PROVIDED TEXT —
Prematurity does not discriminate, it can happen to anyone regardless of race, colour, age, religious beliefs etc. I don’t believe that we are ‘blessed’ with our girl who is safe and well, we are just extremely fortunate to have come through the other side happy, healthy and relatively unscathed. Going back to my first football game a few months after Martha was born was brilliant. The ladies who sit behind us in the stadium had been kept up to date by Nick and I was welcomed back into the football family with open arms, warm hugs and requests to see pictures of our awesome little fighter. We lost the game that day, but I felt like I’d won the best trophy of all, a beautiful miniature girl who had changed my world for the better. My advice to Mums out there or to pregnant ladies for whom prematurity is a concern, real or imagined is this: take a deep breath, always trust your instincts, always ask for help, love your baby like only you can and know above anything else that, as the advert says, you’re all doing a great job.
The poem I wrote for Martha’s christening :
For my baby – 1 year old tomorrow
We fell in love with a heartbeat on a screen,
Right there, a life, all new, to the world unseen.
We shared our news with tears of joy,
Was that heartbeat our daughter or a mischievous little boy?
We watched you grow, we nurtured you,
The weeks went by and my bump grew.
One night we laid, and watched the moon,
Then morning came, you were coming too soon.
Frightened I lay in a hospital bed,
Fear and anxiety rushing through my tired head.
In the dead of night, snow fell and rested on trees,
I cried out to God, and my troubled soul eased.
The very next day, our girl was born,
So tiny and sweet and perfect in form.
Our hearts broke again when we couldn’t take you home,
But you were so small, you hadn’t fully grown.
As Christmas approached you were still so small,
Came the news that we dreamed, our best present of all.
We climbed the stairs and switched on the tree lights,
The beginning of tired days and some very long nights.
Precious nights spent together, getting to know each other,
My tiny little angel, teaching me how to be her mother.
As springtime came, you got so much stronger,
A smile then a giggle and legs so much longer.
Now summer’s here, our worlds revolve around you,
You bring so much joy, if only you knew.
I love seeing you, laughing with you Dad,
He’ll always be there for you with a cuddle when you’re sad.
We’ll both do our best to equip you well,
To live your life fully, to make all hearts swell.
I’ll try my best to set you free,
To show you the wonder of love that you’ve taught me.
Every day we thank God for our little treasure,
Who’s improved ours lives and surpassed beyond measure.
So this is your day, your family and friends are all here,
To give thanks for our fighter, Martha Iris, so dear.

ABOUT THIS EXERCISE —
Repeat, word for word, the stretch of the piece on premature birth from "The very next" through "hadn’t fully grown.".

DATA RECORDS —
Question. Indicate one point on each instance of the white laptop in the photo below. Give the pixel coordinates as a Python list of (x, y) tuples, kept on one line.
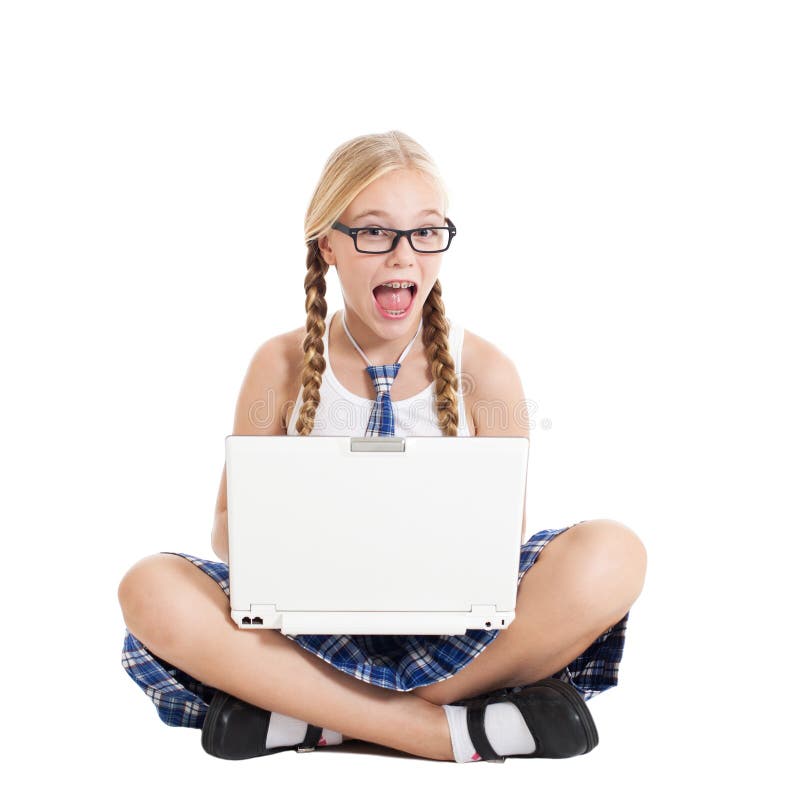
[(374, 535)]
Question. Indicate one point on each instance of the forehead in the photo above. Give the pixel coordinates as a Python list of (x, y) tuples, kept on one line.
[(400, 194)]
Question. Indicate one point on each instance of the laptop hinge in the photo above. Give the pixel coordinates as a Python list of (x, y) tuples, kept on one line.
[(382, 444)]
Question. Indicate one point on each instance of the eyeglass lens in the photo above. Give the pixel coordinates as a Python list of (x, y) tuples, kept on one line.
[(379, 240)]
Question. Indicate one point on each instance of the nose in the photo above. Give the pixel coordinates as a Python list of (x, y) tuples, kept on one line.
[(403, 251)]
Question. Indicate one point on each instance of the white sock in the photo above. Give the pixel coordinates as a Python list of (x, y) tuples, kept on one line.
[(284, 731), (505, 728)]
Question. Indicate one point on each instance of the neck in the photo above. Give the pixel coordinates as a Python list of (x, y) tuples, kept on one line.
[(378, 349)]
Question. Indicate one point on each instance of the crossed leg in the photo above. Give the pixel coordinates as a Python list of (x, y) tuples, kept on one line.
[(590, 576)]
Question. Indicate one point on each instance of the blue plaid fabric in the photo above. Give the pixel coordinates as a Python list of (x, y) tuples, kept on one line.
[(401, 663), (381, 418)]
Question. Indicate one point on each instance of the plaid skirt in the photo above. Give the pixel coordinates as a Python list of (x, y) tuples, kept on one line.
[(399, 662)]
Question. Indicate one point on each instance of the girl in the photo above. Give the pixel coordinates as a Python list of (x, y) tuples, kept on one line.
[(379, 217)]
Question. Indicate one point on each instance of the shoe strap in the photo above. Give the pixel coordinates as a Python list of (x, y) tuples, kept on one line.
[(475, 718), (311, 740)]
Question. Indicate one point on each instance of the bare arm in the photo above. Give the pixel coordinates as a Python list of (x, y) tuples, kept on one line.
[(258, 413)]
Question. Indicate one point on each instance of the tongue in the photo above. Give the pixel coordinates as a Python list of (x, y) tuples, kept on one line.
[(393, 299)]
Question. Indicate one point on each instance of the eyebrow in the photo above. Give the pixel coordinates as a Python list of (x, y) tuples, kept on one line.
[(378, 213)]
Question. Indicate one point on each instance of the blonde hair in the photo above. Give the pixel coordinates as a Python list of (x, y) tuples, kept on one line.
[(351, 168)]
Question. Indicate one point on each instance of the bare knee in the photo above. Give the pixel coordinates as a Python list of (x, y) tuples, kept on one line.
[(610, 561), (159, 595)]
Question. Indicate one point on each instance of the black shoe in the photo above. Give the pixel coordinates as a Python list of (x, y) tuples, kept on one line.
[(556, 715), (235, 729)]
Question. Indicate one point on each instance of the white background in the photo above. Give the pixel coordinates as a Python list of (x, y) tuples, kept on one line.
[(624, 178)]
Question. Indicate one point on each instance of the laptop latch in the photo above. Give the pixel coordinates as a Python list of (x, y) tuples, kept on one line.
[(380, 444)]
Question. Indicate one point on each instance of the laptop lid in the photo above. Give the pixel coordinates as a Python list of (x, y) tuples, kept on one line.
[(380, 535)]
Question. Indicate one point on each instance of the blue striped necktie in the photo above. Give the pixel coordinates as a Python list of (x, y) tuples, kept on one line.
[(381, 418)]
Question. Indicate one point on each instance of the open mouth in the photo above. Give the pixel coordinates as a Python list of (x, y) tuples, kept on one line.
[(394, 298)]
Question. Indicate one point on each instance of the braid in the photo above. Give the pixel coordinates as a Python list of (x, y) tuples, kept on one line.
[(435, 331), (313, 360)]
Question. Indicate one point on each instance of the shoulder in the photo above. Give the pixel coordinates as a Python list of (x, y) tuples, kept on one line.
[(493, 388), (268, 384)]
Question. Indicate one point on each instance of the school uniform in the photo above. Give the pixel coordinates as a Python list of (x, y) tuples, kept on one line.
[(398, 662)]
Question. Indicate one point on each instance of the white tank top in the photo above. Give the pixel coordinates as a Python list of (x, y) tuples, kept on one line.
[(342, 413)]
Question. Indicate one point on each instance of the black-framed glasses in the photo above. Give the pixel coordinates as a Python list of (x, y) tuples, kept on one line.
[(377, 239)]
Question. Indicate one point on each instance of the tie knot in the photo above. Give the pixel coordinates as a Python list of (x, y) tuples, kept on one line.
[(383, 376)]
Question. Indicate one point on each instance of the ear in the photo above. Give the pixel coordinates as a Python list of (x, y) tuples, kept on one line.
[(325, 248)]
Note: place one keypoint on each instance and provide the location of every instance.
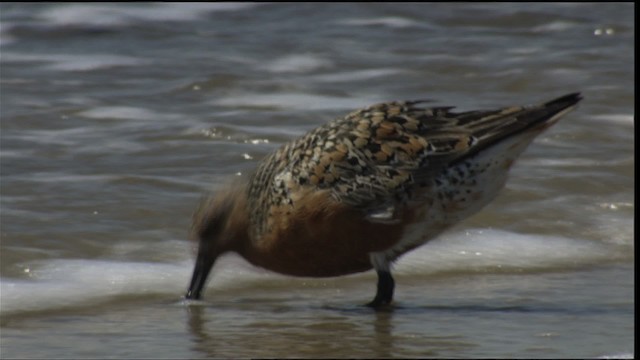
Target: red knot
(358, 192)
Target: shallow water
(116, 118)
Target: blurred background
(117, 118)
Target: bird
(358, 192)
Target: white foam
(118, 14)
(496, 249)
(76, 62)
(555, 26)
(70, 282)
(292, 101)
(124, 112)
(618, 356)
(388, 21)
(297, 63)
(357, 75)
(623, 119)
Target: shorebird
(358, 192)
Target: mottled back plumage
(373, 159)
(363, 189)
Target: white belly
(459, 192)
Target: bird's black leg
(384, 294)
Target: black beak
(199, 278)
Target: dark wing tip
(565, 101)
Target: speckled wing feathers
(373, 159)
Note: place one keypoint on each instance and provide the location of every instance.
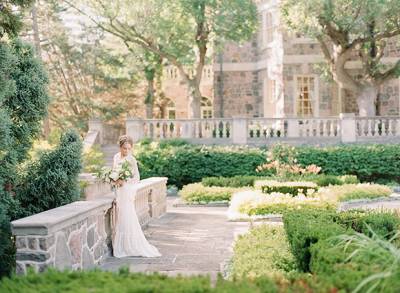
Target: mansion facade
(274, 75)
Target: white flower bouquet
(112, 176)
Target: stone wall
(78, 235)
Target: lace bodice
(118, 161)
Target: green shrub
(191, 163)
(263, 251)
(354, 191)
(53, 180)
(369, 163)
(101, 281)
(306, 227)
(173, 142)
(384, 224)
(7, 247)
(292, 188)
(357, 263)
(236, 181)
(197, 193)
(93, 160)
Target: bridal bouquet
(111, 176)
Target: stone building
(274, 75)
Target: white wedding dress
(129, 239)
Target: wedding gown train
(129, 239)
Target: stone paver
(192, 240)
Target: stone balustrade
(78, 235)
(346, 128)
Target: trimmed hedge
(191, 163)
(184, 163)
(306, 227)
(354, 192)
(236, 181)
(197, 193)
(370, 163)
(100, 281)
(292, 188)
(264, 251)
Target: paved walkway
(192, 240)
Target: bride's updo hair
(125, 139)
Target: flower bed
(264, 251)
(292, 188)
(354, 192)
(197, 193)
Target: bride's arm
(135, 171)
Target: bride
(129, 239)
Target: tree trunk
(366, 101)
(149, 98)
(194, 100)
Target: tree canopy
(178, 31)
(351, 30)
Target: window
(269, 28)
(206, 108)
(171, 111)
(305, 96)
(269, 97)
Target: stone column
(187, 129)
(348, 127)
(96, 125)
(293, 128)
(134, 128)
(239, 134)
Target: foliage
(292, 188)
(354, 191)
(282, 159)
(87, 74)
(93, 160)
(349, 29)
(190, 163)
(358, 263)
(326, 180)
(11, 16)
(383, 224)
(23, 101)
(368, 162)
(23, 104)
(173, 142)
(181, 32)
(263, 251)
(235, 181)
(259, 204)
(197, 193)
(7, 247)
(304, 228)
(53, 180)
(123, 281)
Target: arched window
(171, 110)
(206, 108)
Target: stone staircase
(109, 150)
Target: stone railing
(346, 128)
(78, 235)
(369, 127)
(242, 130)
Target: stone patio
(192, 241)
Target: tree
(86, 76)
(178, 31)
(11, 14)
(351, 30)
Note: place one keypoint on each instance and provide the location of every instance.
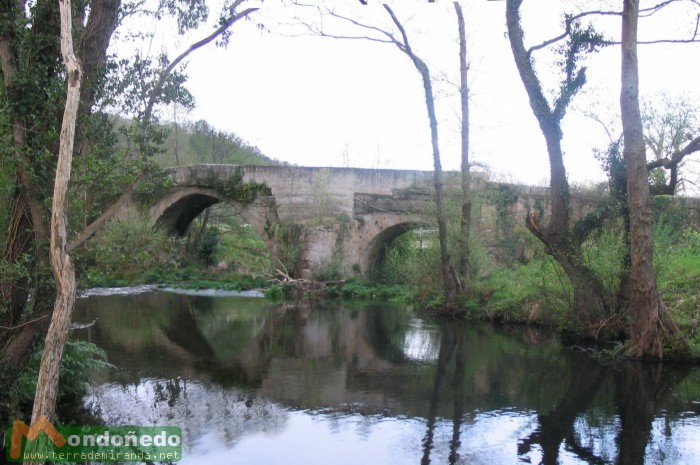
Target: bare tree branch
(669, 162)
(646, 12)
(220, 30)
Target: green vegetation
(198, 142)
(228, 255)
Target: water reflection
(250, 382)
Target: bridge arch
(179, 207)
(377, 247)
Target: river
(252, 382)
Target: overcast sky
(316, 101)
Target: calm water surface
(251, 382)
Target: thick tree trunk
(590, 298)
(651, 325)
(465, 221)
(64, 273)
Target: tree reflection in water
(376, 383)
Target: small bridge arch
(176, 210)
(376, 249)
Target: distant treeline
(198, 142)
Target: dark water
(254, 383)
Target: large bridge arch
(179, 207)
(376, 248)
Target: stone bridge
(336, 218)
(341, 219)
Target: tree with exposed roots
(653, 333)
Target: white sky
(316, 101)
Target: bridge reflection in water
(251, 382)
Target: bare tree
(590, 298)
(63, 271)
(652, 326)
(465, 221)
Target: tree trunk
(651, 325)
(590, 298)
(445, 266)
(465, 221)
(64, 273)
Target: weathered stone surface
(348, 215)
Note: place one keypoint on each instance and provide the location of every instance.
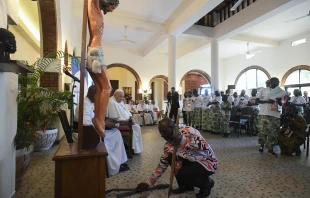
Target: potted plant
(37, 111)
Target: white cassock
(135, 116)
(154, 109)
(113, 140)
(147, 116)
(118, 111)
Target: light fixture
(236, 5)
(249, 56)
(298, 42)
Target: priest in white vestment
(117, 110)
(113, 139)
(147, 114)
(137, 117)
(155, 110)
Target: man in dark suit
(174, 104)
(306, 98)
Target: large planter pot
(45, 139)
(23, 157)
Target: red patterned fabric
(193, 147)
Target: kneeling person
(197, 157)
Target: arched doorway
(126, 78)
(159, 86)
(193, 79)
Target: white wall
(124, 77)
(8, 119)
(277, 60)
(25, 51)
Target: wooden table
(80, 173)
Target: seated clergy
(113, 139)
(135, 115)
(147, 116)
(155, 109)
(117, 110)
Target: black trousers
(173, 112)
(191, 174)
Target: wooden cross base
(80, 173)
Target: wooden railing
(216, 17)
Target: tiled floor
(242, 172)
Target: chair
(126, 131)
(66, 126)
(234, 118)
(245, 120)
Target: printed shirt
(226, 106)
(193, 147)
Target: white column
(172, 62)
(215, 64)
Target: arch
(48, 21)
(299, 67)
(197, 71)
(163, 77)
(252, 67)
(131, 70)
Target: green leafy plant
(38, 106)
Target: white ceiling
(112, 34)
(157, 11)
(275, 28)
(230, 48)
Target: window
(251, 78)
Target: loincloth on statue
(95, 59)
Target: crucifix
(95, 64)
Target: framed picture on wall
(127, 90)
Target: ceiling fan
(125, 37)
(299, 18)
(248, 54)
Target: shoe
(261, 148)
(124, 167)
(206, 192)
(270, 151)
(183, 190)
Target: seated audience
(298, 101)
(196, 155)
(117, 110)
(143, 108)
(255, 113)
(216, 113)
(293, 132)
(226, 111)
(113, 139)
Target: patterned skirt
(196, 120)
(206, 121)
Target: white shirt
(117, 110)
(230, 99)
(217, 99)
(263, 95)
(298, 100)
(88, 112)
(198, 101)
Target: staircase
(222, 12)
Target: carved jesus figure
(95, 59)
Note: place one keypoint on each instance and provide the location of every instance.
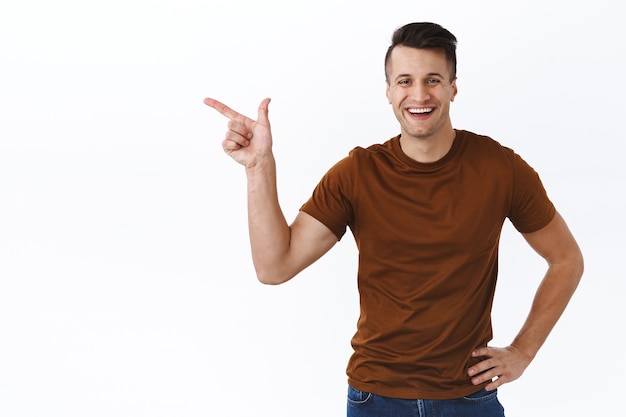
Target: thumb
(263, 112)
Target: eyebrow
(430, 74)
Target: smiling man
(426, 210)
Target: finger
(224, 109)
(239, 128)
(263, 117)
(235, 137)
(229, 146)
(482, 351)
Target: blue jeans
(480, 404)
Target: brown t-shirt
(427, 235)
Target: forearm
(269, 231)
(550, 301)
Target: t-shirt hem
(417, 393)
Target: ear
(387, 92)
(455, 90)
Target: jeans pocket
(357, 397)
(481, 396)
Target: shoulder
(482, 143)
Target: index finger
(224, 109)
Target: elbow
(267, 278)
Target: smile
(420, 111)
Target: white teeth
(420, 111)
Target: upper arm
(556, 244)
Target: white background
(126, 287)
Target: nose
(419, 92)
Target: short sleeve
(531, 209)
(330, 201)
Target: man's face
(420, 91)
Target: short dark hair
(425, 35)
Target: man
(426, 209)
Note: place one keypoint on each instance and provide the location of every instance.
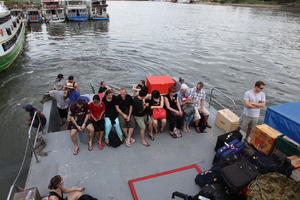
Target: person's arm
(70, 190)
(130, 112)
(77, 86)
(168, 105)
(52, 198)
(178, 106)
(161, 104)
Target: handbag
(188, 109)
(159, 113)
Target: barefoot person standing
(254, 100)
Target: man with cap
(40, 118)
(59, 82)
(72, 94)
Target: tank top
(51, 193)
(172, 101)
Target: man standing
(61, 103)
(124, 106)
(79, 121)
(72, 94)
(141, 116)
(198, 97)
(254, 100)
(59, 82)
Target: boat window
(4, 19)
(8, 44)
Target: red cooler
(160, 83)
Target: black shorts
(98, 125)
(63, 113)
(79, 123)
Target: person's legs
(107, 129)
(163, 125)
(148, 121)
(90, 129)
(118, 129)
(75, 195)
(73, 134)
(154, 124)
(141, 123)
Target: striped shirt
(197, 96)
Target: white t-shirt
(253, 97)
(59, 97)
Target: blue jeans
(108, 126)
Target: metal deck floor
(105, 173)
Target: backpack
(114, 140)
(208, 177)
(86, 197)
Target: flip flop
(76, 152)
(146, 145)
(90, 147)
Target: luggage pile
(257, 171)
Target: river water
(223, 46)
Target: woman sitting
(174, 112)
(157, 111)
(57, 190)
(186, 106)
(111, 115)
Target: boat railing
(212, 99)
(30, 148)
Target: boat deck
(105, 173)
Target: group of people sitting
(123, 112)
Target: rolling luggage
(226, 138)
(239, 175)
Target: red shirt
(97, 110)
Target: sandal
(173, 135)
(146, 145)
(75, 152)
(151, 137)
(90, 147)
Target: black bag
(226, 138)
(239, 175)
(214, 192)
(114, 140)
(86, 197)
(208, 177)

EXERCISE RESPONSE —
The very next day, our girl was born,
So tiny and sweet and perfect in form.
Our hearts broke again when we couldn’t take you home,
But you were so small, you hadn’t fully grown.